▶ [ENTRIES PROVIDED]:
# # #

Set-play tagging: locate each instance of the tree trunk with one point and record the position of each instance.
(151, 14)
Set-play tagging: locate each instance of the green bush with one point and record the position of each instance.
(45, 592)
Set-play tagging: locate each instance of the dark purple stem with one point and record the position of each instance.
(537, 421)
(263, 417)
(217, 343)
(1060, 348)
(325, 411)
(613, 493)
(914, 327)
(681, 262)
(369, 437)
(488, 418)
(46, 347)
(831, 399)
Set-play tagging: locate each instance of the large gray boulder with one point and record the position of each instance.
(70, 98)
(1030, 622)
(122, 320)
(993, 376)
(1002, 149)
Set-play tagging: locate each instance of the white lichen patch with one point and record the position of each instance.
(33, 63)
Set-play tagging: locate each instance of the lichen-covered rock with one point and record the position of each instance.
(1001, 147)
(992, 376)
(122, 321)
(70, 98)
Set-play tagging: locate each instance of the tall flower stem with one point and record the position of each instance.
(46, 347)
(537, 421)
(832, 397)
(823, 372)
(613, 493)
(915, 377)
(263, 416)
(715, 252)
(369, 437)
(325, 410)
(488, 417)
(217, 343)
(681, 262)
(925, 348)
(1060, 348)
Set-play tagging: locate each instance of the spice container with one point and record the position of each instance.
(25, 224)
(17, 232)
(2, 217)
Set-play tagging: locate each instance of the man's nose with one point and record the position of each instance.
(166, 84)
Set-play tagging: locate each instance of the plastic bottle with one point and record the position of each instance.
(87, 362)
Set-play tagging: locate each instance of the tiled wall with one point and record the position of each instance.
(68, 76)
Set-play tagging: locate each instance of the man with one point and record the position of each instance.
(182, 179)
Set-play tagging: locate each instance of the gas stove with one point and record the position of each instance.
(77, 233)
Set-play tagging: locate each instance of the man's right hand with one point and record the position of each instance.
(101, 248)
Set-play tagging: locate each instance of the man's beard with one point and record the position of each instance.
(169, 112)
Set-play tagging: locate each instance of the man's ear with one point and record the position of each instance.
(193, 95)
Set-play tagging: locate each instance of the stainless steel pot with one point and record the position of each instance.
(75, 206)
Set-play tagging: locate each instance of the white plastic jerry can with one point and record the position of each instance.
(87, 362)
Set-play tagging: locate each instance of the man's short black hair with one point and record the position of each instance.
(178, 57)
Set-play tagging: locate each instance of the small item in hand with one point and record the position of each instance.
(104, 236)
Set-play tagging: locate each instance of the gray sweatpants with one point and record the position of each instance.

# # #

▶ [DESCRIPTION OF THE TASK]: Emit verbatim the lines running from the one with "Set-play tagging: locate each instance of the plastic" through the last line of the data, both endpoints inclusive.

▶ [SOLUTION FOR THIS EXERCISE]:
Set-play tagging: locate each instance of the plastic bottle with one point and record the position of each instance.
(87, 362)
Set-play tagging: locate each instance of the tiled wall with one point and record the position of each instance.
(68, 76)
Set-play tagging: locate each instance of the man with one point and record the position of each instance.
(182, 179)
Set-play tagging: locate each instance of the gas stove with one point and record the position of each instance.
(77, 233)
Set-play tagging: locate each instance of the man's right hand with one point and record the position of each instance.
(101, 248)
Set-play tagging: locate each instance of the man's beard with one point and record the position of each instance.
(169, 112)
Set-play tagging: locate each instance of the man's ear with one point and record the position of each instance.
(193, 95)
Set-play tagging: locate each instance of the stainless steel pot with one point and record the position of each instance.
(75, 206)
Set-play tagging: locate each instance of the white plastic jerry can with one point and record the position of each instance.
(87, 362)
Set-play tagging: locate each instance of the man's short black hair with one point and record the position of each instance.
(178, 57)
Set-play tagging: locate each instance of the small item in hand with one point and record the position of each instance.
(104, 236)
Set-play tagging: locate each instance of the gray sweatpants with one point and record the position of each instance.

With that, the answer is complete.